__REQUIRED WORK__
In the mailing-list post below, which header fields does the quoted original message carry, and what value does each one give?

[From Jason Gosnell (2005.03.29.1930CST)]
Rick Marken (2005.03.29.1700)]
So you really can't doubt or be wrong about your perceptions but you
certainly can have doubts (and be wrong about) the basis of your
perceptions.
This shows the power of reasoning "based on" previous experience. Or is it
even reasoning? It may just be "based on my previous experience" or what we
call learning. For example, when I see a ball roll behind a couch, my bare
visual perception is that the ball has disappeared...but I know from
previous experience which I remember that the ball is simply behind the
couch whether I can see it or not. In fact, infants who are primarily
sensing-perceiving without the aid of reason or memory or previous
experience--I don't know which, maybe it is symbolic thinking-memory that is
the issue--just sense that the ball has disappeared. They don't know that it
has rolled behind the couch. There is an age when this phenomenon changes to
knowing the ball is back there even though they can't see it. So, this may
be similar to questioning the basis of my perceptions, but all I am doing is
drawing on previous experience. This may be what allows the schizophrenic or
extremely neurotic person to grow out of his delusions--just experimentation
and learning.
Does this approximate the issue here?
Jason Gosnell
···
-----Original Message-----
From: Richard Marken [mailto:marken@MINDREADINGS.COM]
Sent: Tuesday, March 29, 2005 7:03 PM
To: CSGNET@listserv.uiuc.edu
Subject: Re: Quantum Theory and Control Theory
[From Rick Marken (2005.03.29.1700)]
Bruce Gregory (2005.0329.1917)
Martin Taylor (2005.03.29.17.26
Well, that's a lot longer than I had intended.

(Entries from a point annotation set)
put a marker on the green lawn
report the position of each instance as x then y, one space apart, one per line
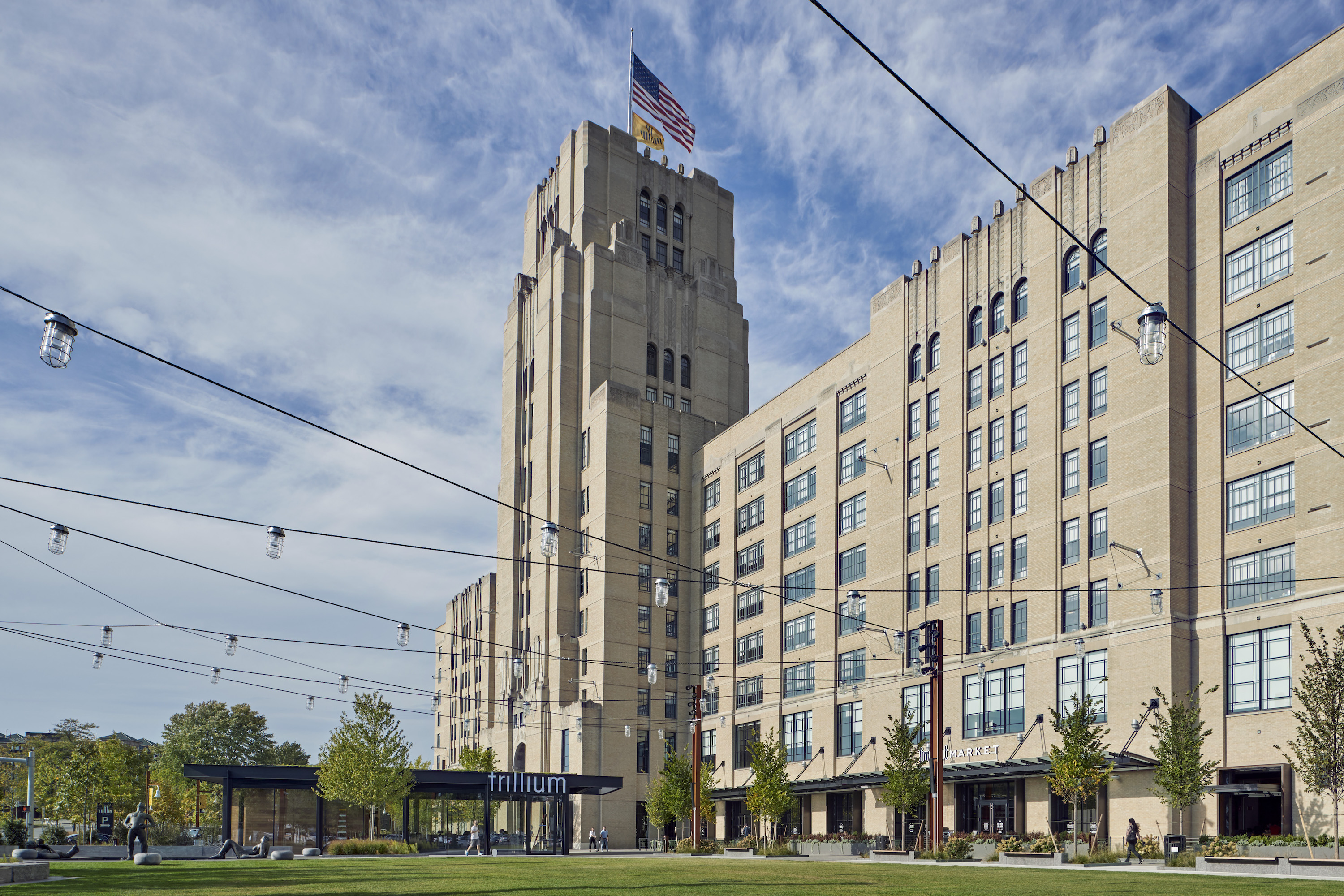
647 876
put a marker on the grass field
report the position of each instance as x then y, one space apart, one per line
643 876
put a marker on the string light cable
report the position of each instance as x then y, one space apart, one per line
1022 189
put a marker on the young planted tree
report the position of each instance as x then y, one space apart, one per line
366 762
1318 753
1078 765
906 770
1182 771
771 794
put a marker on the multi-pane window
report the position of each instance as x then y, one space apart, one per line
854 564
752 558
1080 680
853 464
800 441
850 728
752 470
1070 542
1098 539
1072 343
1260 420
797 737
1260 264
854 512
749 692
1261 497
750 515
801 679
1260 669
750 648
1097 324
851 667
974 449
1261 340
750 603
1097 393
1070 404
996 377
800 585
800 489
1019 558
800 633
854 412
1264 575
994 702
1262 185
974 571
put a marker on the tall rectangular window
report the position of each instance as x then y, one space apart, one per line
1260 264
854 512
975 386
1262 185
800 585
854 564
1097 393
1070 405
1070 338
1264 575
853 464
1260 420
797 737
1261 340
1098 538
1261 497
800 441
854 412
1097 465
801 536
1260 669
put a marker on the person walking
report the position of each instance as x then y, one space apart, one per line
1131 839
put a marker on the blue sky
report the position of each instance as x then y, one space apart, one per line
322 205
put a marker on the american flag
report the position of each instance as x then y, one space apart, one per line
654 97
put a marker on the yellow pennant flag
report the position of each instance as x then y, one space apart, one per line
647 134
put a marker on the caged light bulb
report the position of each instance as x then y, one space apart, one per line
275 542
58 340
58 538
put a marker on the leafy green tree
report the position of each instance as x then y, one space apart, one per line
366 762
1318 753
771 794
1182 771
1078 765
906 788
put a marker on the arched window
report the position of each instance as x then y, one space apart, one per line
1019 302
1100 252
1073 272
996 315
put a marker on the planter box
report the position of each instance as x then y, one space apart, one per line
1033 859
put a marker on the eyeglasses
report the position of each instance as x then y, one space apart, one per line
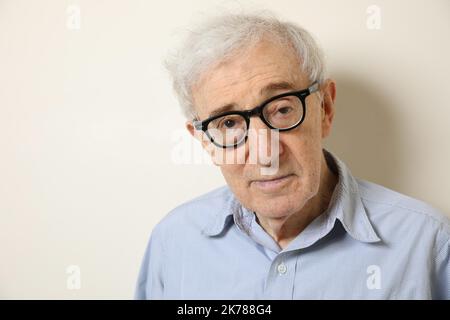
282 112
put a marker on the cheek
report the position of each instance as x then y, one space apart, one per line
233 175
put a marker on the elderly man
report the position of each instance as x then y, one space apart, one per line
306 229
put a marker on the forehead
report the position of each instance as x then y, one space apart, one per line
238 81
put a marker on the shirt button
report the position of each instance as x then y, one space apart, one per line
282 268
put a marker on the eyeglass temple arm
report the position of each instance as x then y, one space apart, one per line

__FULL OUTPUT__
- From: Richard Marken [mailto:marken@MINDREADINGS.COM]
- Sent: Tuesday, March 29, 2005 7:03 PM
- To: CSGNET@listserv.uiuc.edu
- Subject: Re: Quantum Theory and Control Theory